- _OBJECTIVE_
Please copy out the records below, swapping "milk carton" for "juice box" wherever it appears and leaving everything else untouched.
··· THE INPUT
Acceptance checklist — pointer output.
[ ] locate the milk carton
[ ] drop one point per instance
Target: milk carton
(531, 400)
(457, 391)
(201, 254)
······
- _THE RESPONSE_
Acceptance checklist — pointer output.
[ ] locate the juice box
[ ] drop one point per instance
Target: juice box
(531, 400)
(457, 391)
(201, 254)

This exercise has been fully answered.